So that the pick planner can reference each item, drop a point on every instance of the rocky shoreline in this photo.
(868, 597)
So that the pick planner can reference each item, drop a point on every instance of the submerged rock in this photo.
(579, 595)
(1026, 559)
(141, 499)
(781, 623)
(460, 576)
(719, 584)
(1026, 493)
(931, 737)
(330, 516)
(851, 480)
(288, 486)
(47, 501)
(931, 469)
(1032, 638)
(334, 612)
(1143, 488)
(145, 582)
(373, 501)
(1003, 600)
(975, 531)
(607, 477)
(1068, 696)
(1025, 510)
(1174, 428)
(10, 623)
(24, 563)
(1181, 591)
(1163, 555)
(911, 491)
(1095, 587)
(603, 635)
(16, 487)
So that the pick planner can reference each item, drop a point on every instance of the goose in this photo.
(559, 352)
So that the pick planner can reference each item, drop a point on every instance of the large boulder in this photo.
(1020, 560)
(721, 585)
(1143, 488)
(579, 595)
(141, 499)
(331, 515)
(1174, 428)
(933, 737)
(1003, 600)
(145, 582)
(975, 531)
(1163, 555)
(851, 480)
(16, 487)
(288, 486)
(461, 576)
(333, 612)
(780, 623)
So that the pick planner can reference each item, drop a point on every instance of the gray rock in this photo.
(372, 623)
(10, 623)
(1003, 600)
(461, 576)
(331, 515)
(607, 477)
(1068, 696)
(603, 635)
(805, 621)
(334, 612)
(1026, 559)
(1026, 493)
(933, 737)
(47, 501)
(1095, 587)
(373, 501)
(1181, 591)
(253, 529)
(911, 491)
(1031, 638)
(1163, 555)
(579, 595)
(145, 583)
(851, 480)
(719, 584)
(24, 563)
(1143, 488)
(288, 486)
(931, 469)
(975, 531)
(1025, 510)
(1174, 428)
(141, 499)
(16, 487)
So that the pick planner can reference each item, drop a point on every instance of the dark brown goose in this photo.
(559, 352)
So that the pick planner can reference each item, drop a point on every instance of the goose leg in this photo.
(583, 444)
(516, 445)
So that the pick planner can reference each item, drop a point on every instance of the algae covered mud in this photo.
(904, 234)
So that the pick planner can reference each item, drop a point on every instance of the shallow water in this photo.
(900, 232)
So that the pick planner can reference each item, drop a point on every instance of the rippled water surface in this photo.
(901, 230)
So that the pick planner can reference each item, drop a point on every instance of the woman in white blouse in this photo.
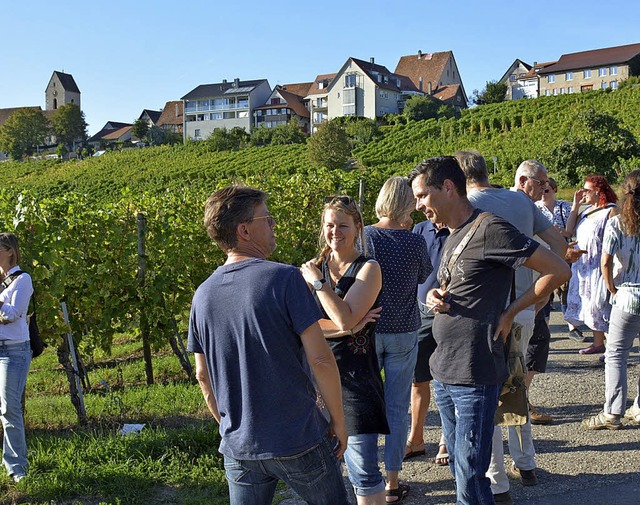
(15, 354)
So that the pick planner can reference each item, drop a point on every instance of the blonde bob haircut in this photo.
(395, 200)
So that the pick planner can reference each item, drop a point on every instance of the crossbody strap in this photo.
(463, 244)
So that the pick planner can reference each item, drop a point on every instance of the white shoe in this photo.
(633, 413)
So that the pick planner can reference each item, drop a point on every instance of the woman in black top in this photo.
(347, 286)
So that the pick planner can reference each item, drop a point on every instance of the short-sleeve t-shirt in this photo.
(626, 248)
(404, 261)
(479, 289)
(247, 318)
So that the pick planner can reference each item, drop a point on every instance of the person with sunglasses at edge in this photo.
(347, 286)
(471, 322)
(255, 334)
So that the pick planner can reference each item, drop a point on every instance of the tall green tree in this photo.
(69, 125)
(419, 108)
(493, 92)
(23, 131)
(595, 144)
(329, 146)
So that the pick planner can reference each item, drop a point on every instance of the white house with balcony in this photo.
(222, 105)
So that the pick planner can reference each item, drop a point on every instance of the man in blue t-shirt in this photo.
(255, 334)
(471, 322)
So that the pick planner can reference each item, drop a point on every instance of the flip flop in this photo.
(413, 453)
(400, 493)
(442, 458)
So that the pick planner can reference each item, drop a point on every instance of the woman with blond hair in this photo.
(15, 355)
(347, 285)
(622, 241)
(405, 263)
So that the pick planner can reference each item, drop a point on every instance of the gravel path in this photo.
(575, 466)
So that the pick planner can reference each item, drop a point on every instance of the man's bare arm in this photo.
(202, 374)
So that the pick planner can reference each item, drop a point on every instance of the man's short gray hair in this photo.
(529, 168)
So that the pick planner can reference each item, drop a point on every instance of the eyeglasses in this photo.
(540, 183)
(345, 200)
(270, 220)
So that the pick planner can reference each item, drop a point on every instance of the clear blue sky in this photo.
(127, 56)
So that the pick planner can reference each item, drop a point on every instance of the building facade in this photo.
(222, 105)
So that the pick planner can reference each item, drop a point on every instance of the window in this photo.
(350, 81)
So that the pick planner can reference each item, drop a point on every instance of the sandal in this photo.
(442, 458)
(413, 451)
(399, 493)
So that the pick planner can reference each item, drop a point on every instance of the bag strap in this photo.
(463, 244)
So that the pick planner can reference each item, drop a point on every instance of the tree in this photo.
(594, 145)
(69, 125)
(329, 146)
(140, 129)
(289, 133)
(493, 92)
(23, 131)
(419, 108)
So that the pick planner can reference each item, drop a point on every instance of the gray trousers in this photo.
(623, 329)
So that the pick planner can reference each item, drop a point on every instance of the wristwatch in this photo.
(317, 284)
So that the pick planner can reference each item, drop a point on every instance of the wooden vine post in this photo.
(144, 323)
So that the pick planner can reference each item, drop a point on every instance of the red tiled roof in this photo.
(428, 66)
(169, 114)
(594, 58)
(315, 90)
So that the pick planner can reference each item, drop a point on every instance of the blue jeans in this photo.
(361, 459)
(623, 330)
(313, 474)
(467, 414)
(397, 354)
(14, 367)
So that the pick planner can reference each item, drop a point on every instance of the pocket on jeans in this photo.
(234, 470)
(306, 468)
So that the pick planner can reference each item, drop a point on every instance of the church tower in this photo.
(61, 90)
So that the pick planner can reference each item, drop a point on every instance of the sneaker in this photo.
(504, 498)
(633, 413)
(537, 417)
(602, 422)
(527, 477)
(592, 349)
(576, 335)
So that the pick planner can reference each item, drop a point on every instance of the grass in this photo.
(173, 460)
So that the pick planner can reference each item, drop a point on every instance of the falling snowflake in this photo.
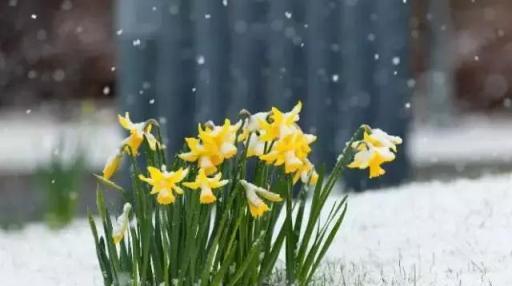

★ ★ ★ ★

GOAL: Write out again every line of the records from the one containing "tower in this photo." through the end of the records, requests included, with each coordinate in the points shifted by -35. Leave the pictures out.

TASK RESPONSE:
So that the pick planner can reference each item, drop a point on every instance of the church tower in this photo.
(26, 55)
So that the pick planner can reference each item, drop a point on every instance of the sneaker in this photo.
(469, 463)
(598, 378)
(502, 382)
(567, 387)
(492, 442)
(557, 314)
(541, 300)
So that the pick planner can reference each item, drop a point on every instance of the grass in this photo.
(138, 425)
So that the pick planner can reference each item, drop a point on every instance of the falling snowflake in this photo.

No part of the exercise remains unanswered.